Set problem = Starting at the line with "If you could mark the metal" in it, reproduce each line below through the last one, exactly, and include nothing else.

Supplied records =

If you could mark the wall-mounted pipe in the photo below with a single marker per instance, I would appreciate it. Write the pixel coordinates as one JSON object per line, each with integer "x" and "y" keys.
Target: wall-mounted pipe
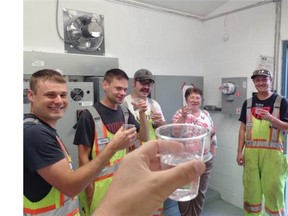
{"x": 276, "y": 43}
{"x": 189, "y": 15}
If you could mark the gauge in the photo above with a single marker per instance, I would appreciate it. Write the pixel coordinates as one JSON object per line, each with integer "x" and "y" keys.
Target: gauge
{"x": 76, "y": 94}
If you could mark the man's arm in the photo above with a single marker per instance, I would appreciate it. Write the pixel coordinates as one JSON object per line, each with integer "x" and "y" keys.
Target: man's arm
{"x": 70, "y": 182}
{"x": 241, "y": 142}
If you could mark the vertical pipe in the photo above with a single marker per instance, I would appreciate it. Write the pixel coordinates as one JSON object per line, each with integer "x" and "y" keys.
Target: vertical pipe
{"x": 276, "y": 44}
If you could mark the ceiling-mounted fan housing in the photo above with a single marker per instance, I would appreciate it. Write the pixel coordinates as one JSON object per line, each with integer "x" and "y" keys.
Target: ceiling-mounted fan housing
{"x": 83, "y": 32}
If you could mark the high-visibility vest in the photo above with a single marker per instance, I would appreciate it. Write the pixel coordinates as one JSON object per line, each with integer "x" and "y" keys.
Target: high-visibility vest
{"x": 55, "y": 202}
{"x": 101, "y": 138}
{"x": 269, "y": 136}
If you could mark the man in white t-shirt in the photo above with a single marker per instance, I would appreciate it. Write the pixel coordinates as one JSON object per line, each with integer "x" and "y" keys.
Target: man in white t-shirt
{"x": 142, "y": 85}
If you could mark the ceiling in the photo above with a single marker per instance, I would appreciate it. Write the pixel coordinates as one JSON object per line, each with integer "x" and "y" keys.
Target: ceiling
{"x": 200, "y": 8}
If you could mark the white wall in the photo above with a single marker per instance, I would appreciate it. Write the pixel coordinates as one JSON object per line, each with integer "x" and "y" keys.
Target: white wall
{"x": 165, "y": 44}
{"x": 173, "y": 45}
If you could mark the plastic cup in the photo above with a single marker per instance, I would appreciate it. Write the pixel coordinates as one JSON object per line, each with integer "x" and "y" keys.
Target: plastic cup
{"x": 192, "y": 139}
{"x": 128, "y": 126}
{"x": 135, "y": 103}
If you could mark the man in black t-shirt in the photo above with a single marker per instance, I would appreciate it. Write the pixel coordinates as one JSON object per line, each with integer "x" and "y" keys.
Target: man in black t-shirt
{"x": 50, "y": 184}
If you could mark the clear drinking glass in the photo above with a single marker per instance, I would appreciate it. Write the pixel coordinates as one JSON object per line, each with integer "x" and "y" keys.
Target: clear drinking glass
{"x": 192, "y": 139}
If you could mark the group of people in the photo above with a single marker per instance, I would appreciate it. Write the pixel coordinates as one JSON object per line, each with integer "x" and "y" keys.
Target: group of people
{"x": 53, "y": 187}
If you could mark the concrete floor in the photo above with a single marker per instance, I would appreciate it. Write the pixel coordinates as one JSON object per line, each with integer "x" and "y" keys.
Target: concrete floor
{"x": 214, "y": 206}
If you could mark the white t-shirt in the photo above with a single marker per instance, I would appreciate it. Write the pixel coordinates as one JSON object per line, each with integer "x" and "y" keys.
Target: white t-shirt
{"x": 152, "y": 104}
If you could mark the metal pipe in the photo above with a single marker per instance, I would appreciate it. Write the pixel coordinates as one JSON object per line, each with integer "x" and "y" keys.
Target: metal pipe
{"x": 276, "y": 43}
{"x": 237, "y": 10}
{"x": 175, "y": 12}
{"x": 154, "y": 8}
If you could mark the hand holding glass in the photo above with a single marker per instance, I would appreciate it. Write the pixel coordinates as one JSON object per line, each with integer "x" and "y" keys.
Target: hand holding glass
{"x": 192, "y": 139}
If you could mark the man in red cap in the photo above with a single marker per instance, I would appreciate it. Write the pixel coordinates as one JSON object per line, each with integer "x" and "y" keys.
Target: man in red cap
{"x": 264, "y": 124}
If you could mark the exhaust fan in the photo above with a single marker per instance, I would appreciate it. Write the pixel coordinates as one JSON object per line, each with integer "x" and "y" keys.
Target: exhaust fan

Written solution =
If you could mark the metal pipe in the photo above with a single marker per instance, I would appreciate it. Write the pixel coordinates as one JSON object per line, each with integer "x" and "y" keys.
Target: metal pipe
{"x": 276, "y": 43}
{"x": 237, "y": 10}
{"x": 175, "y": 12}
{"x": 154, "y": 8}
If you could mark the hand holding glass in the photo above with a single marker per instance, I would appreciate it. Write the pixel coordinates as one JSON object per line, each with integer "x" and "y" keys.
Target: hand holding glass
{"x": 192, "y": 139}
If you could mark the man in red cap in the photo above with a single marker per instance, I would appreciate it. Write the pixel coordinates as one JSON object per line, each with integer "x" and "y" keys.
Target: man in red cap
{"x": 264, "y": 124}
If you could mark the exhaust fan in the photo above with a single marker per instance, I would appreciate it. Write the pixel coordinates as one JSON object per line, each with integer "x" and "y" keys.
Target: exhaust fan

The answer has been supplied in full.